• **Exercise goal**: Copy word for word, please, the lines of the entries below running from the one containing "Target: white wall" to the one containing "[locate] green foliage", both ends included.

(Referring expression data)
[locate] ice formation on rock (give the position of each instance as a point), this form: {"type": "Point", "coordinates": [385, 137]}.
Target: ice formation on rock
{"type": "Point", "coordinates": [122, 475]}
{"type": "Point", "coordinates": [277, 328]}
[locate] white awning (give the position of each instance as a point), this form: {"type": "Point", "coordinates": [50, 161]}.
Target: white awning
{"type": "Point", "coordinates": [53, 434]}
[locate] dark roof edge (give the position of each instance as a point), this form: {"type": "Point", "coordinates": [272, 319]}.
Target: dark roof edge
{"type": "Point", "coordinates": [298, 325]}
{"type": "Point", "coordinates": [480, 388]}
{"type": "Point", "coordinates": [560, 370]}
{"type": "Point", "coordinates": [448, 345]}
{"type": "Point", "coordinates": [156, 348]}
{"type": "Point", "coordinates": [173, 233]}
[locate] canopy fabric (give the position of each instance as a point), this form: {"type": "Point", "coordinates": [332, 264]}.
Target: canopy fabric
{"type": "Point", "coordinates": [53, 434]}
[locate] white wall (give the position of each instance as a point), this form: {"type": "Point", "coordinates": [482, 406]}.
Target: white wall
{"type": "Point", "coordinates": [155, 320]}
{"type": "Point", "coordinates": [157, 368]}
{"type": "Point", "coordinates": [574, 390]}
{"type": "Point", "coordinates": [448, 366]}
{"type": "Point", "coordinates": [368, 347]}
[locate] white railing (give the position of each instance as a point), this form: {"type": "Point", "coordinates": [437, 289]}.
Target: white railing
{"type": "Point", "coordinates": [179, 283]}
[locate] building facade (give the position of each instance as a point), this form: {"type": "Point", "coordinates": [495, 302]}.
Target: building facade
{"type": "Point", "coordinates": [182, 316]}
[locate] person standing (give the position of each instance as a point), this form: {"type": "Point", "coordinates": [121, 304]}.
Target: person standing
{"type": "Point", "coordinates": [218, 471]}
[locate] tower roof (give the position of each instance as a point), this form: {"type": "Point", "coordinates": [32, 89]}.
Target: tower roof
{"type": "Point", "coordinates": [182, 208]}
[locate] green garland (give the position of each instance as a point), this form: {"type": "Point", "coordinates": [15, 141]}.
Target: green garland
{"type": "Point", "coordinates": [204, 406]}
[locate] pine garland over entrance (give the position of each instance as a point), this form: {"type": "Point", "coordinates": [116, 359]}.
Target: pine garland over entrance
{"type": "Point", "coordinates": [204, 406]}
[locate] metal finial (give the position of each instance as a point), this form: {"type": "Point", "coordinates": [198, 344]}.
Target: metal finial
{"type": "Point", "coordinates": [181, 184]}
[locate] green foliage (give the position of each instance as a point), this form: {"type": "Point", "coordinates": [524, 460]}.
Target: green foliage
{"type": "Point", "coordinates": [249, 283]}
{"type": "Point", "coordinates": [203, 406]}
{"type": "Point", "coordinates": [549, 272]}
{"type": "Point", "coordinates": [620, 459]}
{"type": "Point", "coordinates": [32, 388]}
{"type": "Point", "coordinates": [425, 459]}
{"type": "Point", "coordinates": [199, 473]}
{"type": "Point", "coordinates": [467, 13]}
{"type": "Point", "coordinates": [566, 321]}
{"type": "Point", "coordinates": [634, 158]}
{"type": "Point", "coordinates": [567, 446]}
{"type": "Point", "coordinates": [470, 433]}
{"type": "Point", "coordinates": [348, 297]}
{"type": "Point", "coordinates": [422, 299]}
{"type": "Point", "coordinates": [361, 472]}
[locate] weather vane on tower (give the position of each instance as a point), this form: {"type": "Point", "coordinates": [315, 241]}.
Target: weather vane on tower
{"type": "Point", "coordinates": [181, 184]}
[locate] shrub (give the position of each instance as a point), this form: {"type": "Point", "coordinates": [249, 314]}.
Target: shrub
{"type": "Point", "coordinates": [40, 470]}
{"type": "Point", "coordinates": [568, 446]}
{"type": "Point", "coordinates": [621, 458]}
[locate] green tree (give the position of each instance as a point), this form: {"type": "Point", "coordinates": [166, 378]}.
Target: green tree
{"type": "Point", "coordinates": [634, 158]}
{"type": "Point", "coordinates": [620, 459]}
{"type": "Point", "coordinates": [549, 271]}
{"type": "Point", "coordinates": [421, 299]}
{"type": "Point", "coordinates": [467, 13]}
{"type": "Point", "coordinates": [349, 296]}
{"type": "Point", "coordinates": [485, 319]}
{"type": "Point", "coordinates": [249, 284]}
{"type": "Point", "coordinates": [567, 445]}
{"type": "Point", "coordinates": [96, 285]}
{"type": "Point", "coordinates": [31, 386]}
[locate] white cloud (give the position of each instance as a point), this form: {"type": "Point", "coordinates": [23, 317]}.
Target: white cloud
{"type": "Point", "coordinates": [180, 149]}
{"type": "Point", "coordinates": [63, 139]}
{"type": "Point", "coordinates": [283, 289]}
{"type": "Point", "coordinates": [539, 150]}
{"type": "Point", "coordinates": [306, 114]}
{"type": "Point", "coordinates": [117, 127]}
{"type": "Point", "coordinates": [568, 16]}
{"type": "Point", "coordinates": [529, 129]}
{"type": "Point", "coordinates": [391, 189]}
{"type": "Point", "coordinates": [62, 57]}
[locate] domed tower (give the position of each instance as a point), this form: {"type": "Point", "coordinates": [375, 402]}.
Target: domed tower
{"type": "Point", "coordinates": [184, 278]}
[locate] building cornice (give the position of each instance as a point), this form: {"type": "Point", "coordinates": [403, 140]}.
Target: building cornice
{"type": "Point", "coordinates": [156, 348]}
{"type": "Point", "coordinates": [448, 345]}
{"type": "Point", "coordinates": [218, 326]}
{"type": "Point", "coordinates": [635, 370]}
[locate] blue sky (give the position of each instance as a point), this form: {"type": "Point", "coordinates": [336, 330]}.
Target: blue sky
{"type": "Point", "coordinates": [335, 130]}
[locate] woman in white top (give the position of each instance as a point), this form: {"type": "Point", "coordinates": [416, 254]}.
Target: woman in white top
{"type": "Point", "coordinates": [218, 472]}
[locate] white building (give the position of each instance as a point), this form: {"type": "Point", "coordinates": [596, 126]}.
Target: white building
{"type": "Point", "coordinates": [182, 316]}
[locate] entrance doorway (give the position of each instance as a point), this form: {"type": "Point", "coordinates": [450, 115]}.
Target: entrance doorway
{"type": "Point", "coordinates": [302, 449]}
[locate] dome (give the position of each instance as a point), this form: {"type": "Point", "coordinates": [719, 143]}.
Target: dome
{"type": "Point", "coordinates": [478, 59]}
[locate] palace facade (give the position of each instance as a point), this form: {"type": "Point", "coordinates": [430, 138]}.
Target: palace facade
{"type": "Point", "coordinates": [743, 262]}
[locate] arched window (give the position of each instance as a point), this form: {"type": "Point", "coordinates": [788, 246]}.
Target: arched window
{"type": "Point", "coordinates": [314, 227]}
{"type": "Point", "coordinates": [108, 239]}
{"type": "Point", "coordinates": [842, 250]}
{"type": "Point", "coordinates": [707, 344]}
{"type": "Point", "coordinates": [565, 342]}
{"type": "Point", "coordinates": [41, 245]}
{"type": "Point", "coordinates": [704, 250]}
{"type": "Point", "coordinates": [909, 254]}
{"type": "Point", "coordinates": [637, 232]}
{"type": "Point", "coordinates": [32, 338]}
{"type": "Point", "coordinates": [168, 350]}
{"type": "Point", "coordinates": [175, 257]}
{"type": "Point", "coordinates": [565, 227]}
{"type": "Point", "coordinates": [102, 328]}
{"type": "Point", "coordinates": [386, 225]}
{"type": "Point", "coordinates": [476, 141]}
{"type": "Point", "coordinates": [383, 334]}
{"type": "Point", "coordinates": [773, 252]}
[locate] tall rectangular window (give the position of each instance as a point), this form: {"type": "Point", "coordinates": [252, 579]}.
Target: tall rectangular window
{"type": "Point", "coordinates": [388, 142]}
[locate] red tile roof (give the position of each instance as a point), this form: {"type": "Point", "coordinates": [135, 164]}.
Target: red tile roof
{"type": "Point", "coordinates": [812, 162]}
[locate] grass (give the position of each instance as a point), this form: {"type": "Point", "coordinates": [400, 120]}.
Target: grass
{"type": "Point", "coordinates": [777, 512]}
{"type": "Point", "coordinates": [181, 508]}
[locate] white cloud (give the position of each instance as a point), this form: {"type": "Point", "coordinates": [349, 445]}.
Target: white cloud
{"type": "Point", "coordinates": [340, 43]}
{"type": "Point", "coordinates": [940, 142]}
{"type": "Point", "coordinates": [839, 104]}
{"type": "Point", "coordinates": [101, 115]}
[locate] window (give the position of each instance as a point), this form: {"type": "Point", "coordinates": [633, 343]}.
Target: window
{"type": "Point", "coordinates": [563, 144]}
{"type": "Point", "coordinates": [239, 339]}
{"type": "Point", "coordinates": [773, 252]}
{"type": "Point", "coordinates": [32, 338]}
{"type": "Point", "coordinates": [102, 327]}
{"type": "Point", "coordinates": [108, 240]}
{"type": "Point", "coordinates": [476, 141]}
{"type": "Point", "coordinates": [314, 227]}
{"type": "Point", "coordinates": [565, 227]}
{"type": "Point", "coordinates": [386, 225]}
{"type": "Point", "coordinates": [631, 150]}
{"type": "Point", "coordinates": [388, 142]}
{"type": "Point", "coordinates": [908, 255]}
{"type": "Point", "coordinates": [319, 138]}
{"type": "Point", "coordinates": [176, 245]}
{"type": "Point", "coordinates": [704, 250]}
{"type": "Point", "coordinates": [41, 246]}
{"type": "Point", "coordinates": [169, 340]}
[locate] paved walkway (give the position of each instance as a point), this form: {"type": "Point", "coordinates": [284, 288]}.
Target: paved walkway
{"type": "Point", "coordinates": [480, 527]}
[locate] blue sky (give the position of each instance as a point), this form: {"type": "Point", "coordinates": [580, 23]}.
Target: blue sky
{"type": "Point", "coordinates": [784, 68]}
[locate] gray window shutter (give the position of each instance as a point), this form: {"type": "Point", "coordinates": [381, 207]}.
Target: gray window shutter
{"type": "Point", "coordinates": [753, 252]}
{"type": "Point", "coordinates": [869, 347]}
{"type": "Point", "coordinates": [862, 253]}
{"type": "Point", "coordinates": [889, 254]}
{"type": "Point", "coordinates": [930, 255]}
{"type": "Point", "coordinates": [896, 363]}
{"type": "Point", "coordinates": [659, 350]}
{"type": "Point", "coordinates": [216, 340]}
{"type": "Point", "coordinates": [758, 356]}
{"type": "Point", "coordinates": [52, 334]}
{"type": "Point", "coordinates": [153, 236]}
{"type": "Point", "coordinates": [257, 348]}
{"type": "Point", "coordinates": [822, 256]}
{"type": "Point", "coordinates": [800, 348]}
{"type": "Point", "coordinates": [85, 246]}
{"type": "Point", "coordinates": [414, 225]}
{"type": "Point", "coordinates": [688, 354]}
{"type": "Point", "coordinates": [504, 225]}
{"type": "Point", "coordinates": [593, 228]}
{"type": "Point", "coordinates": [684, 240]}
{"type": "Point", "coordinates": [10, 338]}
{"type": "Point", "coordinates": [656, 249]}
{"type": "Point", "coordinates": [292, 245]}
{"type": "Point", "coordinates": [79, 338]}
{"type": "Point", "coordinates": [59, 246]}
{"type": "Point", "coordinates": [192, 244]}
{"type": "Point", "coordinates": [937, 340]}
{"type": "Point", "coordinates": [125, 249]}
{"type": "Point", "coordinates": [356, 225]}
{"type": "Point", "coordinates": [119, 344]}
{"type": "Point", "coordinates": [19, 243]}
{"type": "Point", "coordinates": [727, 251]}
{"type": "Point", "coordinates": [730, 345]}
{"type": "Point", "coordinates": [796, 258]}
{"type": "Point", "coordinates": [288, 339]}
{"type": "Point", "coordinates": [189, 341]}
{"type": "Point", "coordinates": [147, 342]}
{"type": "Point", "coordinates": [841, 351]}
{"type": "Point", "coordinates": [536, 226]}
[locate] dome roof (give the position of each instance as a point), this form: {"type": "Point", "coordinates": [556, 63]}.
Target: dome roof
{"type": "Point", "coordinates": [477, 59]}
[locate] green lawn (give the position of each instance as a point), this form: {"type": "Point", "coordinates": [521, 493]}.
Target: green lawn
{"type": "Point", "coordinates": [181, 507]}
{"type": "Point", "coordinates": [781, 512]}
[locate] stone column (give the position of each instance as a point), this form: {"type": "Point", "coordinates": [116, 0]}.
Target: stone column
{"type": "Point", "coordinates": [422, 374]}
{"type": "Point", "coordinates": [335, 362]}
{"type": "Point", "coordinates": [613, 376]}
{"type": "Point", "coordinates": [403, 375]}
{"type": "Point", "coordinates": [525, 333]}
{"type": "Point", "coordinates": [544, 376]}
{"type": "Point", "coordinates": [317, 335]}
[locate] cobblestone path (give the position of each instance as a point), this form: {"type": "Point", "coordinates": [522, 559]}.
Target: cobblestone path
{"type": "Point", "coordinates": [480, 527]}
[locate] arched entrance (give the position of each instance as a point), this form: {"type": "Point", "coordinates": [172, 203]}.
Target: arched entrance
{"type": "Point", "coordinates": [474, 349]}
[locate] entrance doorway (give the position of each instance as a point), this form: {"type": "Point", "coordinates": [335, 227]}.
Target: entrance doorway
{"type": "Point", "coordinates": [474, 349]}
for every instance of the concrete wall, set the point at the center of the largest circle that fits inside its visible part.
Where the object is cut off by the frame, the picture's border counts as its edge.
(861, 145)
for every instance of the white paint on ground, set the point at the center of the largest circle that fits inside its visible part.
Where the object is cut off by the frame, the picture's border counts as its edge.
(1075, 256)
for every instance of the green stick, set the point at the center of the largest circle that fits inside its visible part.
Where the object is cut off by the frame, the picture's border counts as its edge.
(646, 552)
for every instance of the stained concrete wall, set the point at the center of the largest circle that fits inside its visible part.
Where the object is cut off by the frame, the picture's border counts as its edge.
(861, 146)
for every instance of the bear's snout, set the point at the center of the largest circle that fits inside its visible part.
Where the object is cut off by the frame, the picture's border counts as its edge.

• **Expected output**:
Target: white wall
{"type": "Point", "coordinates": [155, 320]}
{"type": "Point", "coordinates": [157, 368]}
{"type": "Point", "coordinates": [574, 390]}
{"type": "Point", "coordinates": [448, 366]}
{"type": "Point", "coordinates": [368, 347]}
[locate] white railing (give the position of each instance as a point), this form: {"type": "Point", "coordinates": [437, 289]}.
Target: white railing
{"type": "Point", "coordinates": [179, 283]}
[locate] building facade (give the position of each instance as a point), this form: {"type": "Point", "coordinates": [495, 302]}.
Target: building facade
{"type": "Point", "coordinates": [182, 316]}
[locate] person standing (give the position of each instance as a point), this form: {"type": "Point", "coordinates": [121, 304]}.
Target: person standing
{"type": "Point", "coordinates": [218, 471]}
[locate] tower roof (give the position of each instance as a point), this form: {"type": "Point", "coordinates": [32, 89]}.
Target: tower roof
{"type": "Point", "coordinates": [182, 208]}
[locate] green garland (give the position of each instance as a point), this form: {"type": "Point", "coordinates": [15, 141]}.
Target: green garland
{"type": "Point", "coordinates": [204, 406]}
[locate] pine garland over entrance (give the position of each instance as a point), this form: {"type": "Point", "coordinates": [116, 359]}.
Target: pine garland over entrance
{"type": "Point", "coordinates": [204, 406]}
[locate] metal finial (give the position of each instance as a point), this form: {"type": "Point", "coordinates": [198, 344]}.
Target: metal finial
{"type": "Point", "coordinates": [181, 184]}
[locate] green foliage (give the position of each instance as a point), this form: {"type": "Point", "coordinates": [524, 460]}.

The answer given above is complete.